### COMPITO ASSEGNATO 1
Stabilisci se le affermazioni seguenti concordano con l'estratto su David Bellugi, rispondendo sì o no e citando le parole decisive: (a) Ennio Morricone lo definisce «un sogno musicale»; (b) il «sogno musicale» si spezza quando ha 70 anni; (c) fino all'ultimo tiene concerti in duo con un violinista.
### COMPITO ASSEGNATO 2
Nell'estratto su David Bellugi, chi lo chiama «un musicista straordinario»?

### ESTRATTO FORNITO
§ §

Molti compositori gli dedicano loro lavori (Luciano Berio, Nuccio D’Angelo, Ugalberto De Angelis, Kamran Khacheh, A. Riccardo Luciani, Boris Porena, Carlo Prosperi e Giulio Viozzi) e non tardano ad arrivare giudizi molto lusinghieri come, per esempio: «David Bellugi è un musicista straordinario: sono uno dei suoi tanti affezionati ed entusiastici ammiratori» (Luciano Berio) oppure «Un sogno musicale» (Ennio Morricone).
Poi il ‘sogno musicale’ a causa di un brutto male – a soli 63 anni – si spezza. Fino all’ultimo (28 maggio), pur molto provato dalla malattia, tiene concerti in duo con il fisarmonicista Ivano Battiston, partner ideale, offrendo ancora una volta il suo incondizionato servizio alla musica.

§ §

### DATI REGISTRATI
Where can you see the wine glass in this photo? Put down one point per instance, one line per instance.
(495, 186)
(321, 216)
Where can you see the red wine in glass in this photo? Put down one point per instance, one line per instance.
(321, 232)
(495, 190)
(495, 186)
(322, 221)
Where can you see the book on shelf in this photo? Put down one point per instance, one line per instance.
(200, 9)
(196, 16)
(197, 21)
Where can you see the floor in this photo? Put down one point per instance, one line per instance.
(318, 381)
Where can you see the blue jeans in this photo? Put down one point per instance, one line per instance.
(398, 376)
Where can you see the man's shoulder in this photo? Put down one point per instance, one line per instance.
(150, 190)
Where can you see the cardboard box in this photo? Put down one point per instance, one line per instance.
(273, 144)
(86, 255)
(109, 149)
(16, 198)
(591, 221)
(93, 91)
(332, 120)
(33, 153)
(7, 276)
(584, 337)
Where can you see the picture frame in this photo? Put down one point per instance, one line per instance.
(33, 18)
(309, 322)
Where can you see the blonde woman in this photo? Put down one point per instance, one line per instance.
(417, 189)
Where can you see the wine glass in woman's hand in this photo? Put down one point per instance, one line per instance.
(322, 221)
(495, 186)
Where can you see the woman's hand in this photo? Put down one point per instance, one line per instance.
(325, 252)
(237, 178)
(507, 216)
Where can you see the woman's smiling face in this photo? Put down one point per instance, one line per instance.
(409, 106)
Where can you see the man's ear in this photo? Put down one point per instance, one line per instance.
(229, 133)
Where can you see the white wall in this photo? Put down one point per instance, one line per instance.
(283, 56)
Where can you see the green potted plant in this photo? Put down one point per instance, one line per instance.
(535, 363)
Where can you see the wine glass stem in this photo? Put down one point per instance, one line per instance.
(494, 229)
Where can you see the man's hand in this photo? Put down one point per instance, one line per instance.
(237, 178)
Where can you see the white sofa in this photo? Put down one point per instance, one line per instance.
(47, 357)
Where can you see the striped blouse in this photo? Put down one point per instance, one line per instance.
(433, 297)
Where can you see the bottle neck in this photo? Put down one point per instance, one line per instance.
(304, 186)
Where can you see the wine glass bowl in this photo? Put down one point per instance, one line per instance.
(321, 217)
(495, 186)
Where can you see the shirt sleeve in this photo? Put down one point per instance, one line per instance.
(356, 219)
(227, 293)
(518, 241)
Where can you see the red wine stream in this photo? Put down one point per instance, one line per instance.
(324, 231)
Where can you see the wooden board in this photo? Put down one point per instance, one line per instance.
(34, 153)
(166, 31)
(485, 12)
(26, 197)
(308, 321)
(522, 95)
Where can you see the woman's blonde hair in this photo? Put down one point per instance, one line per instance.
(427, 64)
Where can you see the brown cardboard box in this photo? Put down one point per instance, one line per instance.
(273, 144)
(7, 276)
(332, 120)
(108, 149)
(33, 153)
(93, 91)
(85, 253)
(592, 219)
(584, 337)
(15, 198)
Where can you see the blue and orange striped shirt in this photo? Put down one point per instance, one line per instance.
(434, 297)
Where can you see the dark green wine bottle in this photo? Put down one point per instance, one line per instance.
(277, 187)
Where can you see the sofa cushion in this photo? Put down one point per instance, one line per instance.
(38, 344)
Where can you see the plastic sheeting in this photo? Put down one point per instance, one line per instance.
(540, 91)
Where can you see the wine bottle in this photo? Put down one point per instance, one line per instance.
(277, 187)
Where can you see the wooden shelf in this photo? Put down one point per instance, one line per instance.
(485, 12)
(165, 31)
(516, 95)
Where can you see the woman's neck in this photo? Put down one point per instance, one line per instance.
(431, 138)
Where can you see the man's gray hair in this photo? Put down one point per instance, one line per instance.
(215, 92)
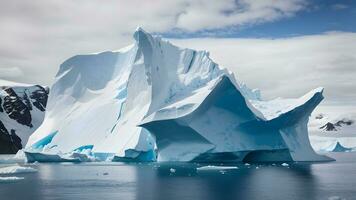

§ §

### RISPOSTA SCRITTA 1
(a) Sì: «Un sogno musicale» (Ennio Morricone).
(b) No: «a soli 63 anni».
(c) No: «con il fisarmonicista Ivano Battiston».

### RISPOSTA SCRITTA 2
Luciano Berio.